**REQUIRED ACTION**
Lines in the data below that contain the word "single" are to be copied.
^^^^
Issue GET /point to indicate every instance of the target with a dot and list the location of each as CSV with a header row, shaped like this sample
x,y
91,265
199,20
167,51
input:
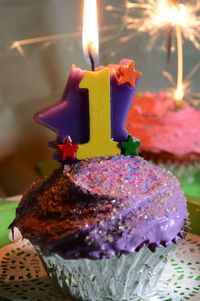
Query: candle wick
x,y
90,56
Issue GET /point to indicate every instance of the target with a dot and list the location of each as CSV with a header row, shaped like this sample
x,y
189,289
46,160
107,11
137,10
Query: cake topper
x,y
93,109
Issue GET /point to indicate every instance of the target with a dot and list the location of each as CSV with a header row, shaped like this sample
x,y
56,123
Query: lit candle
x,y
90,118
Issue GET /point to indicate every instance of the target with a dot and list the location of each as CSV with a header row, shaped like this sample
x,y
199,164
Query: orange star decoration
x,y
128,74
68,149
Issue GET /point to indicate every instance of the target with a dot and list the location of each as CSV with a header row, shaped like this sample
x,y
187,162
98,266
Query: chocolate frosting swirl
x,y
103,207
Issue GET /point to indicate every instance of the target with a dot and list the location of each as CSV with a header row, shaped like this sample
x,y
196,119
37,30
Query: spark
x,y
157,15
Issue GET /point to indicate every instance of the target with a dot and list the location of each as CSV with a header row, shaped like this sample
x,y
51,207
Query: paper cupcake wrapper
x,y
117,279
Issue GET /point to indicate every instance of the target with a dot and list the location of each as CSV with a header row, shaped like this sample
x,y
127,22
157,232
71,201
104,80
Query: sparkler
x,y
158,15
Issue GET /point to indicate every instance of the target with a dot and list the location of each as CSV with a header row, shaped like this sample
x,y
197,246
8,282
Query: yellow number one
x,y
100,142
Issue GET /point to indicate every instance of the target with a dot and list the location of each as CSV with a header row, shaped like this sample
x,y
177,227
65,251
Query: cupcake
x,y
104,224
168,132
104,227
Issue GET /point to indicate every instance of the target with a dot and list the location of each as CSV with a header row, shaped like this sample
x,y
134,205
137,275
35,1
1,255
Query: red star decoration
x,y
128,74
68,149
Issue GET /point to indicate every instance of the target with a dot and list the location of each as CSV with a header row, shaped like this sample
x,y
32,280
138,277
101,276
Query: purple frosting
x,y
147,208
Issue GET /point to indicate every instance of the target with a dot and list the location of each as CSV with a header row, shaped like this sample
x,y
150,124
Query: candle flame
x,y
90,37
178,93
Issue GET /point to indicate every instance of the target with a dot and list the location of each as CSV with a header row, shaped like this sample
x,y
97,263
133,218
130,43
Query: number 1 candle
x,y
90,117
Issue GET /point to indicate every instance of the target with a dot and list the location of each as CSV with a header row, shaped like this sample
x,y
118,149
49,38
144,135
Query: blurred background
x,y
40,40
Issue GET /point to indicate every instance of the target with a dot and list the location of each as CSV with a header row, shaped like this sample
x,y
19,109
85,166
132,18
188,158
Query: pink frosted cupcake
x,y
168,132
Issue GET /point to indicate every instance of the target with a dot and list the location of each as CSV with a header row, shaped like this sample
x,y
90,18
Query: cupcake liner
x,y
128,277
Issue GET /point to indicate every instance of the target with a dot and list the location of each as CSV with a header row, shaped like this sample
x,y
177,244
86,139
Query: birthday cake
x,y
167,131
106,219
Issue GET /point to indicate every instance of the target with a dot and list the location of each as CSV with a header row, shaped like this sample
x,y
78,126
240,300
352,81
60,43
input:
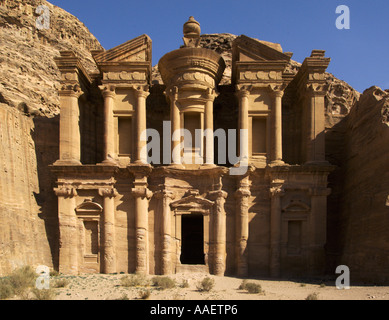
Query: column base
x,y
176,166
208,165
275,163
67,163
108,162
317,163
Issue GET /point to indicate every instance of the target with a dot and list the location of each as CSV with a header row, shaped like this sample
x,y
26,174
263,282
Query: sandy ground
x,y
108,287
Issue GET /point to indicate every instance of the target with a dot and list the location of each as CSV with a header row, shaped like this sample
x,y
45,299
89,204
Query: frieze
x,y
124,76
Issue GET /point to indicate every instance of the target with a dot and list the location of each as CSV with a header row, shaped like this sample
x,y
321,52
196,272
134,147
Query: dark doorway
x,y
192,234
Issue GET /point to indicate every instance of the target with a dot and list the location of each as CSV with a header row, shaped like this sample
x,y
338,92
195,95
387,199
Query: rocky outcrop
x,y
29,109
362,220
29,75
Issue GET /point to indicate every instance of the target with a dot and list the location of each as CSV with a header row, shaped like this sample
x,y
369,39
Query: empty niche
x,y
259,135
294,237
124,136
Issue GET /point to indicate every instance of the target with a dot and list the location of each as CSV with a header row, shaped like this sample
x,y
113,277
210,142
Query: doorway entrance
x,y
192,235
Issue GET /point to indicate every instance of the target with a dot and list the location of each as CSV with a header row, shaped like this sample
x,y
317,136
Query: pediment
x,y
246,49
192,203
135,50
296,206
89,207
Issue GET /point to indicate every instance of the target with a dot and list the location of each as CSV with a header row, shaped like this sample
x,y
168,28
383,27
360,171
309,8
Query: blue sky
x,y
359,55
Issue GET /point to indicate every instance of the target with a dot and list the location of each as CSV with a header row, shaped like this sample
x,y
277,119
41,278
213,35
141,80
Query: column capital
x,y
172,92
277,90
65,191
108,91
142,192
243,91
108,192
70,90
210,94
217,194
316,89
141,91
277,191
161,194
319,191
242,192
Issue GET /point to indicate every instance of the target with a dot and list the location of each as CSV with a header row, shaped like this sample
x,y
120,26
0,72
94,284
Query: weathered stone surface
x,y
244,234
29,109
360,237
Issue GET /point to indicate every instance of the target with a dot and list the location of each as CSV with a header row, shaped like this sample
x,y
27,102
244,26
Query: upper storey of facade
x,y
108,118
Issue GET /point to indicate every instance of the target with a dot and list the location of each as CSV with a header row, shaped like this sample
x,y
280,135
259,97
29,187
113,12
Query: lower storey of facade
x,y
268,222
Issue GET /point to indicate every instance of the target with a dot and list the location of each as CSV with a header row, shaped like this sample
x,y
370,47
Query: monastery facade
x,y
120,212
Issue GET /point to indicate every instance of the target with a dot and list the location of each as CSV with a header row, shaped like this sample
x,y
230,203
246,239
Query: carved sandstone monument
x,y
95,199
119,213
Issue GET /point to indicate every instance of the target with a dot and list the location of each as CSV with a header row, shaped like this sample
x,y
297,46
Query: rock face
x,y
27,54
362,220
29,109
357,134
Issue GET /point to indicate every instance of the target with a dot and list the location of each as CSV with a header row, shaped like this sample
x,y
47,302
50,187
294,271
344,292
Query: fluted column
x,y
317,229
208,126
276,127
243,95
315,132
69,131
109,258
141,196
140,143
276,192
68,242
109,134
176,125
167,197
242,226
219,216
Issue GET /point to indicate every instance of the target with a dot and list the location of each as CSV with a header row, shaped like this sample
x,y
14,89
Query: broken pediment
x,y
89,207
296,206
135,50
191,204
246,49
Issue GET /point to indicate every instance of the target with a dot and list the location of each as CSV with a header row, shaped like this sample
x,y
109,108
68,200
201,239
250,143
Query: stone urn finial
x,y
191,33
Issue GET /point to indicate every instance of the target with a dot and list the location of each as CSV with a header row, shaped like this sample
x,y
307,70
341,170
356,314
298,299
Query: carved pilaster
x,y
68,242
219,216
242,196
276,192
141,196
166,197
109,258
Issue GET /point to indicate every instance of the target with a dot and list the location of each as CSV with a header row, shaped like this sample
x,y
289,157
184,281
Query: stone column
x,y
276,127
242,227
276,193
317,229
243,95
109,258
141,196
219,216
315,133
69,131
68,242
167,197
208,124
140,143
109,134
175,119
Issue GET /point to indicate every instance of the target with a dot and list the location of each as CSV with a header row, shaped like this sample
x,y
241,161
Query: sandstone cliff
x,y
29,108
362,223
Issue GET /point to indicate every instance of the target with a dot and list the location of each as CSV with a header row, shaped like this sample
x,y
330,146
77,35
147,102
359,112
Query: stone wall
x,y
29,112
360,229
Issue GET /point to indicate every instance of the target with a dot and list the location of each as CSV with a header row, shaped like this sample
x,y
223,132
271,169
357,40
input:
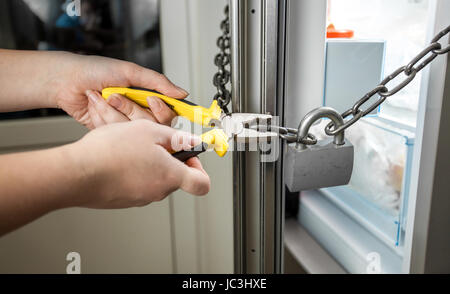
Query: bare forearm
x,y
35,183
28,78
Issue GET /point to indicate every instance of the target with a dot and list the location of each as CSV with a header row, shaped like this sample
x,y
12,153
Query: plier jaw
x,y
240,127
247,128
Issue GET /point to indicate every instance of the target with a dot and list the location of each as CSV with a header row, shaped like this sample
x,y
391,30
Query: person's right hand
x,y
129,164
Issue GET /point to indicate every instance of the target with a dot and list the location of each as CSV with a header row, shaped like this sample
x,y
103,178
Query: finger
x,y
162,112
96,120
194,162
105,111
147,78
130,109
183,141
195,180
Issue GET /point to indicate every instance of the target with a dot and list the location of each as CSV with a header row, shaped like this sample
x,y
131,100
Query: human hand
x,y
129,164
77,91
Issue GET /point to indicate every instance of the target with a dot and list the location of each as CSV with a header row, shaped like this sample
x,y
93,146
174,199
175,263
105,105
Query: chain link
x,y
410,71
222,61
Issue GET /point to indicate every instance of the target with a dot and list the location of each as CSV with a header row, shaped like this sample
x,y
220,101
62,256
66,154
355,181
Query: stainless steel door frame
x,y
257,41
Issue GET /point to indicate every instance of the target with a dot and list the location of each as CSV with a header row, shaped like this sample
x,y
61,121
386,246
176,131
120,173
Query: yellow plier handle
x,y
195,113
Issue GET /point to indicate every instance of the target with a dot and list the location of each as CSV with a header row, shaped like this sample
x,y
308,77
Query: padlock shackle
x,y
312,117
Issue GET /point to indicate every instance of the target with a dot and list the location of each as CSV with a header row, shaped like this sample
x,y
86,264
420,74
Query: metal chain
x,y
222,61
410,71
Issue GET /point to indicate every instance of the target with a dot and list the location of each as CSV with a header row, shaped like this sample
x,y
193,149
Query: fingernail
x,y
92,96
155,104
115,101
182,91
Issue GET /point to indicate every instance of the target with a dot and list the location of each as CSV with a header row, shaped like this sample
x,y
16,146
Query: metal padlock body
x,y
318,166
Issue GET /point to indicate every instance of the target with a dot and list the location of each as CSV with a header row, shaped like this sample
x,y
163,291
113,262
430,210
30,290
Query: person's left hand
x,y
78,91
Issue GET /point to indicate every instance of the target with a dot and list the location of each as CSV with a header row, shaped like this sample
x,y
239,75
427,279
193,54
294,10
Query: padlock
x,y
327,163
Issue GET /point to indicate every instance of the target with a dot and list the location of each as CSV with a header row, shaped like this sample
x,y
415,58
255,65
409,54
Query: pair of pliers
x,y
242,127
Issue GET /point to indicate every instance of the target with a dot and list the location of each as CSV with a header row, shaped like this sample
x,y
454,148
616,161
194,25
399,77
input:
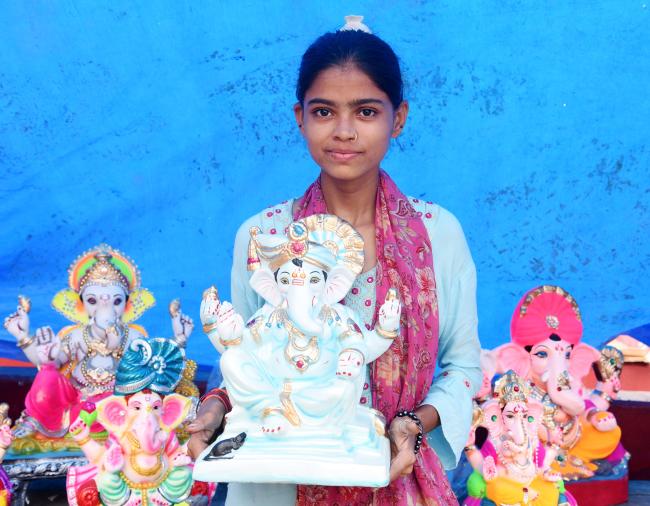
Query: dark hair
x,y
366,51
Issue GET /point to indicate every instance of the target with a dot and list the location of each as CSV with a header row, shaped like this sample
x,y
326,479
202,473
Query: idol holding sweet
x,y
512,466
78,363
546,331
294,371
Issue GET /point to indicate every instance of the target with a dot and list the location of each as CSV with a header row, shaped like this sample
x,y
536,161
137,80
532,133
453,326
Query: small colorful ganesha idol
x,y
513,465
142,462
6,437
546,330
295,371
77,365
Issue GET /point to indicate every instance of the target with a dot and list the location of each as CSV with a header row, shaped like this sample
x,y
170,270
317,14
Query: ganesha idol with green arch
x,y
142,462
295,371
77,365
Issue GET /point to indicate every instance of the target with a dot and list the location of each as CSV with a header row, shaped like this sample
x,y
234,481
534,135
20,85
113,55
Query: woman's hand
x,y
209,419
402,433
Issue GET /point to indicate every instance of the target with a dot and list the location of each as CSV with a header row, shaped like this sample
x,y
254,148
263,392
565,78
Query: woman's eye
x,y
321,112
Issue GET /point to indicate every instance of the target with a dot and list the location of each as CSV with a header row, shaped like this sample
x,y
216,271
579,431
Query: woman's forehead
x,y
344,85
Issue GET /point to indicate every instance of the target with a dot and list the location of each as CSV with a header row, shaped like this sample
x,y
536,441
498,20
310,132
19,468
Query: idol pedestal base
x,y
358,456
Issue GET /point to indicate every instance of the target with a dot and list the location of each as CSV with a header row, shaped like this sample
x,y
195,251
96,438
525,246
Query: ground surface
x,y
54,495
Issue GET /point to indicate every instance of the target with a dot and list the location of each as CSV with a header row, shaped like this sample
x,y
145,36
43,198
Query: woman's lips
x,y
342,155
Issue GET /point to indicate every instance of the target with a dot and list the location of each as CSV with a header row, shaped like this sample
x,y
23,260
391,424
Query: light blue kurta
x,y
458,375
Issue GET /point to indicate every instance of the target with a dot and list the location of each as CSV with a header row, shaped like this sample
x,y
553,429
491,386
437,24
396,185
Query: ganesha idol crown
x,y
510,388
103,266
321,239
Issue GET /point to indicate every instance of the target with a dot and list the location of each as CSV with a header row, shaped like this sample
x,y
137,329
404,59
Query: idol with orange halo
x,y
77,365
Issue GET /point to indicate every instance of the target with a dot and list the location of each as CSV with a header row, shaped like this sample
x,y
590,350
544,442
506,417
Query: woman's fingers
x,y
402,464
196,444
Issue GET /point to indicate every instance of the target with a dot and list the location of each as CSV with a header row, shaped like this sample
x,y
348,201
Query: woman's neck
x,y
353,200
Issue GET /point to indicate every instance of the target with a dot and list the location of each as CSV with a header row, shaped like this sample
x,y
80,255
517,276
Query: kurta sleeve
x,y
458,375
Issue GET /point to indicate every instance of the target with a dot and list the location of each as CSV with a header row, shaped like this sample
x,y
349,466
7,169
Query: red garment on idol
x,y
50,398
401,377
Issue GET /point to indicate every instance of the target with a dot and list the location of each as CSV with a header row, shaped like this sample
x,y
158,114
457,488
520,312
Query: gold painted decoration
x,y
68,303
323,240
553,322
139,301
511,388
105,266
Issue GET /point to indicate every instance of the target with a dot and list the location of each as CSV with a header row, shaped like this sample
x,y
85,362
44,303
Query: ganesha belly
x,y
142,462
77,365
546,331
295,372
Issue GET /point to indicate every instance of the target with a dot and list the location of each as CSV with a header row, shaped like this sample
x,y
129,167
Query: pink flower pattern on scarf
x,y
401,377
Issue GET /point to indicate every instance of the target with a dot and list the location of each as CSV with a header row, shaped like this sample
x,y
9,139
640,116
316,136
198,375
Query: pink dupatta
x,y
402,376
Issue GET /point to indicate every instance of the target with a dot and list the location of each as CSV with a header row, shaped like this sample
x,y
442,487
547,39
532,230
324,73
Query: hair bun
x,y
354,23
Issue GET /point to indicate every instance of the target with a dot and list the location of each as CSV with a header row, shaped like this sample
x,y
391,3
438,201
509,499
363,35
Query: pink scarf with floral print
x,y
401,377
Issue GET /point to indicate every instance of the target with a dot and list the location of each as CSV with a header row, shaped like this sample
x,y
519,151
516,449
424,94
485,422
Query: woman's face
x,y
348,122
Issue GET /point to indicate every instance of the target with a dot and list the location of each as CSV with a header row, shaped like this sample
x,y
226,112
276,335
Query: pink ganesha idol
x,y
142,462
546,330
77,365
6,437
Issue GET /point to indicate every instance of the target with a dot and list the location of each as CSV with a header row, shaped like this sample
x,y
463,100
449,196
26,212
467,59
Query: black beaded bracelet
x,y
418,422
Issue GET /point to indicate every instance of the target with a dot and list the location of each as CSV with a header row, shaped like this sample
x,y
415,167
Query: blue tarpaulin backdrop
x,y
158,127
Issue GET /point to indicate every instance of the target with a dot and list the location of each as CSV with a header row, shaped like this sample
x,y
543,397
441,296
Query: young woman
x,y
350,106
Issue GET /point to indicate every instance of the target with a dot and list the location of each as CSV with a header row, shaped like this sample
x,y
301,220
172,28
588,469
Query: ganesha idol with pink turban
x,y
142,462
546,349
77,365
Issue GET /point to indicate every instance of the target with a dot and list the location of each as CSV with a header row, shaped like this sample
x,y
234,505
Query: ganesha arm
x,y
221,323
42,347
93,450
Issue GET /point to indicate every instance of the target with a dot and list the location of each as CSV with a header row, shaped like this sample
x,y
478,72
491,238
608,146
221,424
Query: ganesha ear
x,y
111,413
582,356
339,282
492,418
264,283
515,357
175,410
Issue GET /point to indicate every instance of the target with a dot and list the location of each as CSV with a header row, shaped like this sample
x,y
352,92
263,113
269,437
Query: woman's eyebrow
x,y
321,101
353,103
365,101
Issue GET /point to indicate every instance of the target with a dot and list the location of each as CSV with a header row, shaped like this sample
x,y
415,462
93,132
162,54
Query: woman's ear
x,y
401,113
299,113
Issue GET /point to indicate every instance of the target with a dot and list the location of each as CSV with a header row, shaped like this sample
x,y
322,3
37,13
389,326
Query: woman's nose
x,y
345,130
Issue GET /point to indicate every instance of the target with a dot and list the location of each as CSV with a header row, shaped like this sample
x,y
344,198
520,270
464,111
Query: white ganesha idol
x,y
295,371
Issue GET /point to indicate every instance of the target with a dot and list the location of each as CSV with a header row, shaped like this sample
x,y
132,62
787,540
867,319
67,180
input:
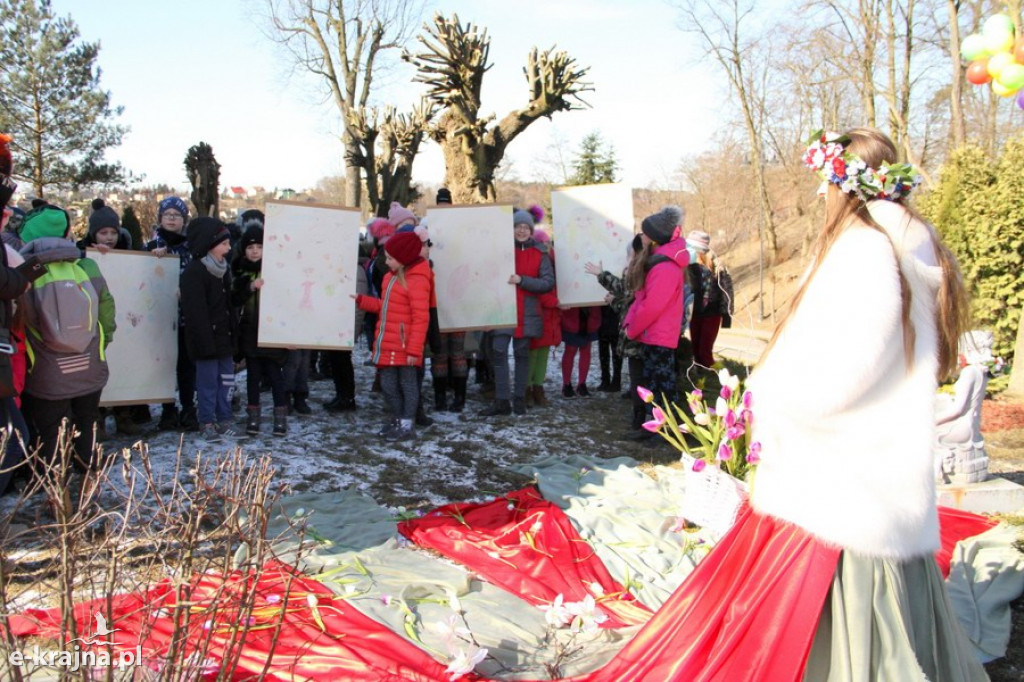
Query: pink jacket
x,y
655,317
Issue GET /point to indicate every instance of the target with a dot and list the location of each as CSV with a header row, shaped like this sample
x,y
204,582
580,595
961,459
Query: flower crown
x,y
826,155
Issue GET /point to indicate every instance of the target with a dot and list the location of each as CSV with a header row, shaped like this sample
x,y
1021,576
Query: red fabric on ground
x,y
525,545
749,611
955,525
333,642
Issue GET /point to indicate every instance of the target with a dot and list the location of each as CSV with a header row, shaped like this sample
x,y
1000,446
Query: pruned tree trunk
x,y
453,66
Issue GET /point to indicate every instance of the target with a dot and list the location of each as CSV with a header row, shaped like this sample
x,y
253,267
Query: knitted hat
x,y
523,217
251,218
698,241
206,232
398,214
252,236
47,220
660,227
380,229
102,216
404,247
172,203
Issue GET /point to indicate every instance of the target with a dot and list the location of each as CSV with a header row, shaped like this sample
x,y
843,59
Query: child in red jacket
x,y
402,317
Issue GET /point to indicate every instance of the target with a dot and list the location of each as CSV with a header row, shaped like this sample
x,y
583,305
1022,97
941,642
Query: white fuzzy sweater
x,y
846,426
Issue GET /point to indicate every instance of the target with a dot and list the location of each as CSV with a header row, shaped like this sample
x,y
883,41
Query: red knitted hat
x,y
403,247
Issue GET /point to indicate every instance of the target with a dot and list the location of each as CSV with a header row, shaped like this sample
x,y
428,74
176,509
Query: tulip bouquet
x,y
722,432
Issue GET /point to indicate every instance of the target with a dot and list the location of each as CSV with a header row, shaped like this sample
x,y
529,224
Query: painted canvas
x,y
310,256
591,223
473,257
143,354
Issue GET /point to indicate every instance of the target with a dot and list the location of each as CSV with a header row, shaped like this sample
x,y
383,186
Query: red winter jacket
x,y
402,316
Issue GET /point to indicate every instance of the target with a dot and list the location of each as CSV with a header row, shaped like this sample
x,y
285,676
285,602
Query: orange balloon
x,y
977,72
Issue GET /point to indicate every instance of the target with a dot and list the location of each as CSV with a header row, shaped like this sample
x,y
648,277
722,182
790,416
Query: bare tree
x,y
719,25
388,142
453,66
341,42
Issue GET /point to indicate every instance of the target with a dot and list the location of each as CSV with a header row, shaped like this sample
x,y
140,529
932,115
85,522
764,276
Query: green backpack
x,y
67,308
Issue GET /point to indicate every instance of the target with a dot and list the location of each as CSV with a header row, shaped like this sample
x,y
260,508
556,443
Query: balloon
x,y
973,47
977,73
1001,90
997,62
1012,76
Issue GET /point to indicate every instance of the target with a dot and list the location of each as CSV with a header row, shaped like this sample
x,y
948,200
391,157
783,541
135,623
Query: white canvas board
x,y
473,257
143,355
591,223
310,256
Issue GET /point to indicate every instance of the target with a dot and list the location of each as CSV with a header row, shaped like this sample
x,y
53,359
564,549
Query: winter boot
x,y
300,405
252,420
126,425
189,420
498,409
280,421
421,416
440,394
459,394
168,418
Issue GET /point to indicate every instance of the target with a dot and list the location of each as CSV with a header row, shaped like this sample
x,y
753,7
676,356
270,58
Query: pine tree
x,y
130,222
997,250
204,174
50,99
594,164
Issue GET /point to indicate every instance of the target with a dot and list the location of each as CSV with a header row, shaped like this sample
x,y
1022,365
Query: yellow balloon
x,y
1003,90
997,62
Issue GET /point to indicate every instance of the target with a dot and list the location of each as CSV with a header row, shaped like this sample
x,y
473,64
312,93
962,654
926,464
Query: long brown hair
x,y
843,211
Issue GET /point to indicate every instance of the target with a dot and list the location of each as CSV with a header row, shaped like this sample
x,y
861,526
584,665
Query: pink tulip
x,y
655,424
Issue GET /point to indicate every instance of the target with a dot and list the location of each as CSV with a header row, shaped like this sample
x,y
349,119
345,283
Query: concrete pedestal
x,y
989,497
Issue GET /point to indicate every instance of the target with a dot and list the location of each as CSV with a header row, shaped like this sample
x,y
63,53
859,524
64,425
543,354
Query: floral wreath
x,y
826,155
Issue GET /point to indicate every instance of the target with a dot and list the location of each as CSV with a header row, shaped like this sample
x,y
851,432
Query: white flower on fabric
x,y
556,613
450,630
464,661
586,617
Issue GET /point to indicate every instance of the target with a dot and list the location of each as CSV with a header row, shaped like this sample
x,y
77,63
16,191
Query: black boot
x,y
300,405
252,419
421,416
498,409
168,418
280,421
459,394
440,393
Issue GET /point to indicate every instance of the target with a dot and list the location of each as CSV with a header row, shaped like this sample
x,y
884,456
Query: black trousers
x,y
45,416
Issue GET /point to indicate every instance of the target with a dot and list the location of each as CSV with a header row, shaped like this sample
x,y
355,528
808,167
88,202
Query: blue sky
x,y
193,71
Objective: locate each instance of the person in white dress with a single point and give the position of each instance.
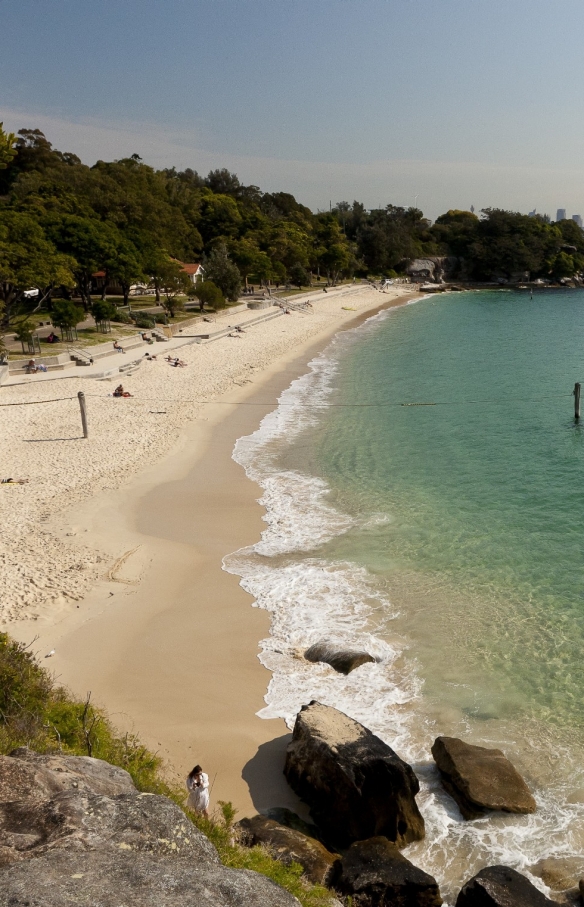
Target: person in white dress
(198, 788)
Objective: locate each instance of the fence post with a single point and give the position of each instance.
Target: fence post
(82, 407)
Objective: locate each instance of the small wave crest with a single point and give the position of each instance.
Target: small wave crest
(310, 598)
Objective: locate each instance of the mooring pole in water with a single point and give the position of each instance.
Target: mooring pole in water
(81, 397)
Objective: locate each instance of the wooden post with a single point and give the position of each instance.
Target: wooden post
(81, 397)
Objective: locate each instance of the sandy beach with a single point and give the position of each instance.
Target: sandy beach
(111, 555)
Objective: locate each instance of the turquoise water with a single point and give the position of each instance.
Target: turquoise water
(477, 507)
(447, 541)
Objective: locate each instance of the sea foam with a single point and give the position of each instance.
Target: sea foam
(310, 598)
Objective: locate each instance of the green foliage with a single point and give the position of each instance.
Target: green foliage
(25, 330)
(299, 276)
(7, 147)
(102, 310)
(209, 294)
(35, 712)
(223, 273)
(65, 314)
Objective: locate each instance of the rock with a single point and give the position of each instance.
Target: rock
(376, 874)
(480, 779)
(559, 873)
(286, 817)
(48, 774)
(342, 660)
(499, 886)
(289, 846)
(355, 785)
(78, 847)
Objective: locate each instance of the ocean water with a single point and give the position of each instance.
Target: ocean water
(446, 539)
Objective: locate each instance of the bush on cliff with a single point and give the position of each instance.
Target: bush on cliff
^^^^
**RESULT**
Objective: locate each instance of the person in white dress with a single point and give the position of each instance.
Objective: locate each instance of the fence post with a single point and give the position of each instance.
Objective: locate each instance of the small wave crest with a single point and give the position of each instance.
Objective: locate each instance of the mooring pole in water with a single point and give the position of each instance.
Objective: locate each instance of the wooden post with a single point and give the position of each instance.
Objective: locate each instance of the sandy beach with a single point and give the position of each instance.
Objective: locate each instance of the turquoise water with a single point and give the position of each instance.
Objective: locate each instance of the sea foam with a single point and give the position of each instance.
Objective: locate each instance of the green foliage with a single point and give the position of each instance.
Objective: locate each instance of the rock with a single point and give the position of each instance.
Objective: locate each instance of the ocean water with a single point and give the position of each instance.
Objective: locate each instance of the bush on cliff with a single point and give the position of each instance.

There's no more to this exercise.